• PROBLEM SET:
1. According to the passage about Jacques Benveniste and water memory, in what year did he publish his paper in Nature?
2. Retype the passage about Jacques Benveniste and water memory, starting at "James Randi (CC" and ending at "reaction was noted.".
3. Continue the passage about Jacques Benveniste and water memory from the point where it stops.

• PASSAGE SHOWN:

☆ ☆ ☆ ☆

Jacques Benveniste and the memory of water

I've been reading about Jacques Benveniste and the supposed water memory effect. It's an interesting story, with a moral about scientific honesty and private science.

Benveniste was a French immunologist who worked at the Institute of Health and Medical Research (INSERM), a French governmental institution. In 1988 he published a paper in the prestigious journal Nature reporting the water memory effect and triggering a controversy.


(CC0)

Benveniste added a chemical to the water, in a predetermined dilution, and tested the reaction of certain biological samples. So far, nothing strange. The problem was that the biological samples reacted even when the dilution was so large that no portion of the original chemical remained in the water.

It is as if we added a grain of salt to a Lake Argentino, dissolved it well, then drank a glass of water, and tasted it and felt it salty! even though very probably none of the atoms of our original salt grain would have ended up in the glass.

The explanation that Benveniste - with the formation of an immunologist, not a chemist - gave to this phenomenon was that the water somehow remembered what we had diluted in it, even when there were no more traces of the substance, and that the biological samples reacted to that memory.

The problem is that this kind of preserved information goes against well-established principles of statistical mechanics. Nature demanded that the experiment be repeated in conditions controlled by an ad-hoc selected team of its own, which included the famous illusionist and pseudo-science enemy James Randi.


James Randi (CC BY-SA 4.0 by Sgerbic)

Randi's team witnessed double-blind experiments in Benveniste's lab. In such experiments, samples of water treated with the chemical and other untreated water came into contact with the biological material, and the reaction was noted.

☆ ☆ ☆ ☆

• GIVEN DATA:
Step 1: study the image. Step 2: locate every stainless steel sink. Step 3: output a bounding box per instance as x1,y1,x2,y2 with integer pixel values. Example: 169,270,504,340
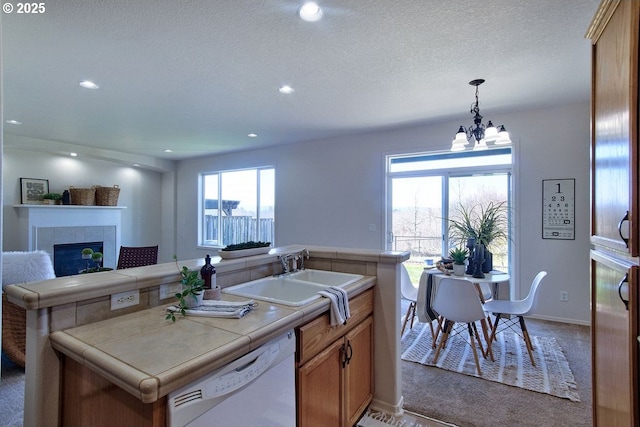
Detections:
222,270,362,306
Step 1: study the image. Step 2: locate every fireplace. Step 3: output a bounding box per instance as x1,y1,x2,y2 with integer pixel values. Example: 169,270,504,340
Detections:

☆ ☆ ☆ ☆

• LIST OF ANSWERS:
1. 1988

2.
James Randi (CC BY-SA 4.0 by Sgerbic)

Randi's team witnessed double-blind experiments in Benveniste's lab. In such experiments, samples of water treated with the chemical and other untreated water came into contact with the biological material, and the reaction was noted.

3.
The Nature team noticed that the supposed effect disappeared when the members of the laboratory did not know if the water sample had been treated or not... big surprise! The journal then published a report on this methodological flaw in Benveniste's experiments.

Benveniste's results could not be reproduced by independent studies, and have now gone down in history as an example of failed research. However, the episode has interesting edges that merit some comment.

  • First: Benveniste's results, if they had been correct, would have given a scientific basis to homeopathy. Homeopathic medicines basically contain water, since their active ingredient is as diluted as a grain of salt in Lake Argentino, or even more, and it is likely that none of the molecules of the active ingredient will be ingested by the patient in every dose.

  • Second: two of the members of Benveniste's laboratory were paid by a pharmaceutical company specialized in homeopathy, the Boiron company. This led to the suggestion that someone in the working group was cheating on Benveniste, although there was never any proof of this.

  • Third, no one questioned Benveniste's honesty, nor accused him of fraud, nor of falsifying results. The worst that was said of him was that his experiment had methodological flaws that made him susceptible to human bias.

That is to say, we would be facing an example of the Clever Hans effect: the expectation of the experimenter affects the results. In this case, experimenters financed by private interests find results that favor these interests.


Clever Hans (PD1923)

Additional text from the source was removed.